RNN使用同一套纵向结构, 在时间维度上移动, 构成整体网络, 不同时间点共用同一套权重, 前面计算得到隐藏层值作为输入加入到后面时间点的计算中.

在每个时间步中, 一个神经元内的计算如下:

$$a_t = g_1(W_{aa}a_{t-1} + W_{ax}X + b) \leftarrow tanh \\
\hat{y_t} = g_2(W_{ya}a_t + b_y) \leftarrow bin/softmax $$

In [12]:
def rnn_cell_forward(xt, a_prev, parameters):
    """
    Implements a single forward step of the RNN-cell as described in Figure (2)

    Arguments:
    xt -- your input data at timestep "t", numpy array of shape (n_x, m).
    a_prev -- Hidden state at timestep "t-1", numpy array of shape (n_a, m)
    parameters -- python dictionary containing:
                        Wax -- Weight matrix multiplying the input, numpy array of shape (n_a, n_x)
                        Waa -- Weight matrix multiplying the hidden state, numpy array of shape (n_a, n_a)
                        Wya -- Weight matrix relating the hidden-state to the output, numpy array of shape (n_y, n_a)
                        ba --  Bias, numpy array of shape (n_a, 1)
                        by -- Bias relating the hidden-state to the output, numpy array of shape (n_y, 1)
    Returns:
    a_next -- next hidden state, of shape (n_a, m)
    yt_pred -- prediction at timestep "t", numpy array of shape (n_y, m)
    cache -- tuple of values needed for the backward pass, contains (a_next, a_prev, xt, parameters)
    """
    Wax = parameters['Wax']
    Waa = parameters['Waa']
    Wya = parameters['Wya']
    ba = parameters['ba']
    by = parameters['by']

    a_next = np.tanh(Wax.dot(xt) + Waa.dot(a_prev) + ba)
    yt_pred = softmax(Wya.dot(a_next) + by)

    cache = (a_next, a_prev, xt, parameters) # what I need

    return a_next, yt_pred, cache

### 前向传播

在前向传播中, 上一个时间步的隐藏层状态作为输入传入下一个时间步

In [13]:
import numpy as np

def rnn_forward(x, a0, parameters):
    """
    Implement the forward propagation of the recurrent neural network described in Figure (3).

    Arguments:
    x -- Input data for every time-step, of shape (n_x, m, T_x).
    a0 -- Initial hidden state, of shape (n_a, m)

边界框数据摘录:
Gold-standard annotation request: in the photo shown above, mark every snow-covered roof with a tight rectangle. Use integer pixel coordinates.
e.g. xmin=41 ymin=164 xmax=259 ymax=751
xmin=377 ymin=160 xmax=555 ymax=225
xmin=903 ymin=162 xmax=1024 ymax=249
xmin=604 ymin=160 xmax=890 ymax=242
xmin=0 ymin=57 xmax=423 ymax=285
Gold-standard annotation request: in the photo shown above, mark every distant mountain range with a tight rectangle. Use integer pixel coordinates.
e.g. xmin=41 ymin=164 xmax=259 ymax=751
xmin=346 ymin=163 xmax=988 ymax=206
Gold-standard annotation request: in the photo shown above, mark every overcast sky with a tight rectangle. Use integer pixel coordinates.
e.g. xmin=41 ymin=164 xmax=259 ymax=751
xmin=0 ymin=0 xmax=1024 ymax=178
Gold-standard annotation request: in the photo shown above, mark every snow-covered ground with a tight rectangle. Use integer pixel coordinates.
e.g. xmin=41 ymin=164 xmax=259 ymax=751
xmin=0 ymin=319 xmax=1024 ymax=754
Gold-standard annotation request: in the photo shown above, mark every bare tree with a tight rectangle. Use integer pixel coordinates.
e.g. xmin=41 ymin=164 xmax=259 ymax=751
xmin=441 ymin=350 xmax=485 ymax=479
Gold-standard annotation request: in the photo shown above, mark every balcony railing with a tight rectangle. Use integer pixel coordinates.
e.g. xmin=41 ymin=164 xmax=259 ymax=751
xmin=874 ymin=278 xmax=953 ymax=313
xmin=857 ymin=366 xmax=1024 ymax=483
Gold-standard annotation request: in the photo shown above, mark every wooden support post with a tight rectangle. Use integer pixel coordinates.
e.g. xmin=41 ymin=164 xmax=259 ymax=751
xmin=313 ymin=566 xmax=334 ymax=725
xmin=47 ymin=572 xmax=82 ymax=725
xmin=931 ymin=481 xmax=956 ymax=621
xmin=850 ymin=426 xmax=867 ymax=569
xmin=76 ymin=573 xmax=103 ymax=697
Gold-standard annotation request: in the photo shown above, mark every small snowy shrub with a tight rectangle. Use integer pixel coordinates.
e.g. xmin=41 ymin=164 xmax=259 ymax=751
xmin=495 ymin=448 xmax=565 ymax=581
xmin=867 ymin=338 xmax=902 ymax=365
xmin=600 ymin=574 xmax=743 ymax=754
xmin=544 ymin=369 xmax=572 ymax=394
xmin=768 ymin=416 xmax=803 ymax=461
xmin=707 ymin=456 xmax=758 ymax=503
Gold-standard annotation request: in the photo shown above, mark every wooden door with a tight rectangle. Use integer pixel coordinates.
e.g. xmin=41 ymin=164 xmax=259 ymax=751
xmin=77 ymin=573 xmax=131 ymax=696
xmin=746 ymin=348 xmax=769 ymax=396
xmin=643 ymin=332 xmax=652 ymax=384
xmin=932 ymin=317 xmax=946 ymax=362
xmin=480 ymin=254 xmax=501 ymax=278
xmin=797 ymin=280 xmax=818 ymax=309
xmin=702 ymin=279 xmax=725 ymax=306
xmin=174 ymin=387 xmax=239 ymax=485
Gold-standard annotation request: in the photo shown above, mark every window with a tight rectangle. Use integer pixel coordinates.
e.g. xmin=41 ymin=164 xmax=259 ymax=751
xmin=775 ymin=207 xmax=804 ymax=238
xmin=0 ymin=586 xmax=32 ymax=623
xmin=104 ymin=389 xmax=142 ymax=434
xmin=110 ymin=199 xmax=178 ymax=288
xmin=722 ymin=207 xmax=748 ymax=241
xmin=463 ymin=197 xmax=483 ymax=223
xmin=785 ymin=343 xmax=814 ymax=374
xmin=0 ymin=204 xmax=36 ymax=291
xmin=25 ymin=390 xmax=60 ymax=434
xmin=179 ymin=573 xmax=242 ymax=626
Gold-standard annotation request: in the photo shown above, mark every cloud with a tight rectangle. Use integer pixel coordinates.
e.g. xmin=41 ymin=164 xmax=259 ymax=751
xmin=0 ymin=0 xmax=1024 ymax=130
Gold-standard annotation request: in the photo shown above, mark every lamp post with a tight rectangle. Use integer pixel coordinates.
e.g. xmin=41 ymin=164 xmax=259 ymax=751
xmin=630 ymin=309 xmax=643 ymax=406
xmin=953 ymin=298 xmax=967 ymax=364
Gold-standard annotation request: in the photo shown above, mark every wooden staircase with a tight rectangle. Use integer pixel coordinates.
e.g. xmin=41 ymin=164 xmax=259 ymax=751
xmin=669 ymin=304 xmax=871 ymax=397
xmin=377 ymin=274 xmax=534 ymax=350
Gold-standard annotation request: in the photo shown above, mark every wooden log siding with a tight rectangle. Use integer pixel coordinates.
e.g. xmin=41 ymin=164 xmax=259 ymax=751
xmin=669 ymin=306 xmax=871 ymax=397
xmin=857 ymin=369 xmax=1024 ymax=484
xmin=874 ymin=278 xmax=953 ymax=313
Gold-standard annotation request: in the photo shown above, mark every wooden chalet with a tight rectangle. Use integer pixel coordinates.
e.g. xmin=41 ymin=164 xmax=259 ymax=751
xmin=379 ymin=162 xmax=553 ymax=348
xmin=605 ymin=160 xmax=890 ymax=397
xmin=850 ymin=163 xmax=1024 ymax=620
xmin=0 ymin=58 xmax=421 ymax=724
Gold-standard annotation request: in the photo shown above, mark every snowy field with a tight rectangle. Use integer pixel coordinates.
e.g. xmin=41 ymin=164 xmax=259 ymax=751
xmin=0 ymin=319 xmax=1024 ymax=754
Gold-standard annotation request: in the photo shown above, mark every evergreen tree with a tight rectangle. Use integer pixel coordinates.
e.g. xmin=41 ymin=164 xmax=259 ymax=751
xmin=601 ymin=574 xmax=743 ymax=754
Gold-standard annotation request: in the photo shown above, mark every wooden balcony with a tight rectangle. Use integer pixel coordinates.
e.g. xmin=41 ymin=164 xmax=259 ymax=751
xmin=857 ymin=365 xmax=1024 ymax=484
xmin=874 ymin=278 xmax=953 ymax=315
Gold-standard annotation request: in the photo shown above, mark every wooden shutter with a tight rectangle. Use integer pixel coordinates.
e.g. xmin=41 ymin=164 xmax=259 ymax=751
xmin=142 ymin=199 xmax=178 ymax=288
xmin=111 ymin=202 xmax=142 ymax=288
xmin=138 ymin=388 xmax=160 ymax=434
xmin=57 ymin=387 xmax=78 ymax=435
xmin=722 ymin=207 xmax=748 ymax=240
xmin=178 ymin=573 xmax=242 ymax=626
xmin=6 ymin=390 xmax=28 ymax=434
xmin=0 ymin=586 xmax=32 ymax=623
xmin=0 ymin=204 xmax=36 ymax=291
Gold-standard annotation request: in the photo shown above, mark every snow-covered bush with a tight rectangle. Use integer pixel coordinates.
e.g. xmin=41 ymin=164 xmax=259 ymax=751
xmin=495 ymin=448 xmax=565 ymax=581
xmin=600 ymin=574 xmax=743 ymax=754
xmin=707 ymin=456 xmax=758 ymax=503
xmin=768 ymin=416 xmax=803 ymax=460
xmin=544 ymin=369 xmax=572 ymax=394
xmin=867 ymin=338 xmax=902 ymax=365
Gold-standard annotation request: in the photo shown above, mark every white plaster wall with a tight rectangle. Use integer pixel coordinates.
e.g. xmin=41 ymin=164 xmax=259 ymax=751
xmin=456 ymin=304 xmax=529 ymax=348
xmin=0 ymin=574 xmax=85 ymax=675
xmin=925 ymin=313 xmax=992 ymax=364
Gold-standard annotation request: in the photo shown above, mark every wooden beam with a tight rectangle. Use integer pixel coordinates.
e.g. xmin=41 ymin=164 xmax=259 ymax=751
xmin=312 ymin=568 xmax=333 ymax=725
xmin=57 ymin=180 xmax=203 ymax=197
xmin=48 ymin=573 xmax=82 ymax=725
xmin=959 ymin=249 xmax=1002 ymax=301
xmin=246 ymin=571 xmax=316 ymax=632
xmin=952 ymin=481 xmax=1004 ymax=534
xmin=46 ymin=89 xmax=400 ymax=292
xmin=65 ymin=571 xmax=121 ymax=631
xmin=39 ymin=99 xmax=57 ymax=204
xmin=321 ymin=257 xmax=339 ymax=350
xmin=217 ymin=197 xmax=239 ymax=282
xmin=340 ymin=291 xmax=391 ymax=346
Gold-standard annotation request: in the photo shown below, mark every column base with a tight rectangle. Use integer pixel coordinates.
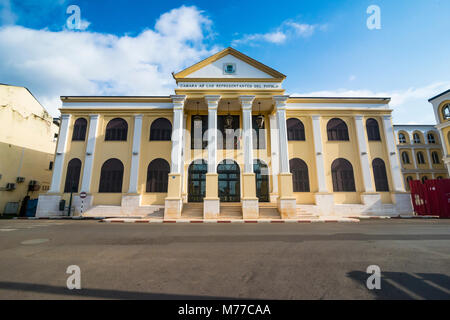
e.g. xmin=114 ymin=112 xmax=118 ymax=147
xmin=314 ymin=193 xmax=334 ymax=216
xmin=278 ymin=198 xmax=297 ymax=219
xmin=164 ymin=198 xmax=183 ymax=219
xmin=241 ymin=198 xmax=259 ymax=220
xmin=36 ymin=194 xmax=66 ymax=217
...
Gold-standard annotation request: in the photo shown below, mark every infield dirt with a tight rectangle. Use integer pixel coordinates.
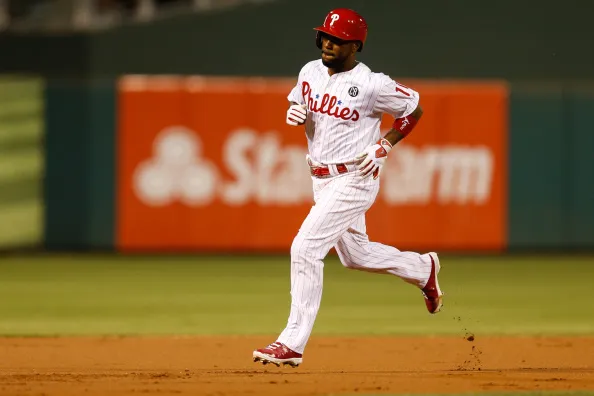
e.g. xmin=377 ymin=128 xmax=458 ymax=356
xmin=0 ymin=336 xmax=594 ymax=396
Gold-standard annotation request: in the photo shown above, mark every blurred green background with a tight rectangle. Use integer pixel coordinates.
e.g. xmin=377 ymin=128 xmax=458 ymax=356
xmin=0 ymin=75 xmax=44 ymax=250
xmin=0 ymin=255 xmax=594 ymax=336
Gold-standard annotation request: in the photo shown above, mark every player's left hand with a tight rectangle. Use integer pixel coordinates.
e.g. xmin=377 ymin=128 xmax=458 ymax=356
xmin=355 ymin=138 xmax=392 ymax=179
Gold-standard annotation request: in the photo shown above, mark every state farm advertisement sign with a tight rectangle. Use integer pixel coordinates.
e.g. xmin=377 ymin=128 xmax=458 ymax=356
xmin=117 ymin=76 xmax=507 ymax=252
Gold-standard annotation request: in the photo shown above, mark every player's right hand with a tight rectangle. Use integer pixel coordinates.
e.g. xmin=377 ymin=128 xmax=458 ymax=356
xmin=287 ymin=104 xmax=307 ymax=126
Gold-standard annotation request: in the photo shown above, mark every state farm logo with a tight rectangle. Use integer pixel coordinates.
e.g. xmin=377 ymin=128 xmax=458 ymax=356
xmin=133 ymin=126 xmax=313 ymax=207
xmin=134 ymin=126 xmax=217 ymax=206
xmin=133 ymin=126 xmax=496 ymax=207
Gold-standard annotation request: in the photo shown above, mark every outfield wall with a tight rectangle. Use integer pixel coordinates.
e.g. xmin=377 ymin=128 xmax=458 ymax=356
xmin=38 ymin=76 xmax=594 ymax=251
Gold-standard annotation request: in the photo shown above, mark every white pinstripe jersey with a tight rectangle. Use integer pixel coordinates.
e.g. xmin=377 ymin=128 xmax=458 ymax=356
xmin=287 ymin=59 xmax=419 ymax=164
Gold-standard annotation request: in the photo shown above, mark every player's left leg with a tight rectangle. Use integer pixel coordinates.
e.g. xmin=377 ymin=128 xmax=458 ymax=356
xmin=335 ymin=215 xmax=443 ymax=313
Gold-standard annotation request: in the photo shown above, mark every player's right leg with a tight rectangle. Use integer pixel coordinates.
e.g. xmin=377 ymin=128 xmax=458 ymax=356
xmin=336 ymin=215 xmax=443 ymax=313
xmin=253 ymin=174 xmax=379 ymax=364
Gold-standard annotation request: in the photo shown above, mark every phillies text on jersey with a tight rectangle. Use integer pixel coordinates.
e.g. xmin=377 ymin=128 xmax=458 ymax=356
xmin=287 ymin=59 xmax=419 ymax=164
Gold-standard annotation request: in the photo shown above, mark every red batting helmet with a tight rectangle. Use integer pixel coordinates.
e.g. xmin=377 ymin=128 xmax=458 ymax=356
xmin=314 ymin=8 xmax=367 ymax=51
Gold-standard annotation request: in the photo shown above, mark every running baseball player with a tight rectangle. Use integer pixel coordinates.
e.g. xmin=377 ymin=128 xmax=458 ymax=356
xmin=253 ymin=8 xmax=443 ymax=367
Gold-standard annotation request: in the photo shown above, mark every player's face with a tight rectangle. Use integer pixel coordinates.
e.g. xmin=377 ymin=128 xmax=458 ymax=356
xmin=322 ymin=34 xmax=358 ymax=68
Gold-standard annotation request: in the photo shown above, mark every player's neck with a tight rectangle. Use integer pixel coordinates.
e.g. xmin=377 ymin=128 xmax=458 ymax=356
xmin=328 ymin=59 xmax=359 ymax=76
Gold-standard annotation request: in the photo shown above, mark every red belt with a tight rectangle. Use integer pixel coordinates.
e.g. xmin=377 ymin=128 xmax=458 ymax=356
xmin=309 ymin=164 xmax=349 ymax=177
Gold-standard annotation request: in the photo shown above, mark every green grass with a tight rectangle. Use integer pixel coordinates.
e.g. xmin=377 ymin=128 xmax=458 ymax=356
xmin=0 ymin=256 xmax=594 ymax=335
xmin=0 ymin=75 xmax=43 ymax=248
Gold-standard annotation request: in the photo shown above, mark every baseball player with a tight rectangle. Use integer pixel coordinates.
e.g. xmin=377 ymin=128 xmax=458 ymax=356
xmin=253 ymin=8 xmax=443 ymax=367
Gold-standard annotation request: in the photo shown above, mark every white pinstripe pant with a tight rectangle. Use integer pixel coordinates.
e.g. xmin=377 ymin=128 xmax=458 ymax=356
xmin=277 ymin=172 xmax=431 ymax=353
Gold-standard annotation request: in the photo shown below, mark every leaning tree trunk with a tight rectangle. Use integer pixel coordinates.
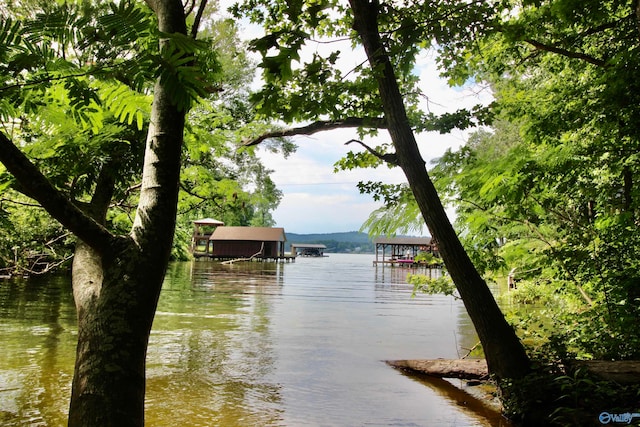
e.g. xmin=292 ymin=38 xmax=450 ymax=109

- **任务要求**
根据这段关于RNN的节选内容，不同时间点之间共用的是什么？

- **完整回答**
不同时间点共用同一套权重。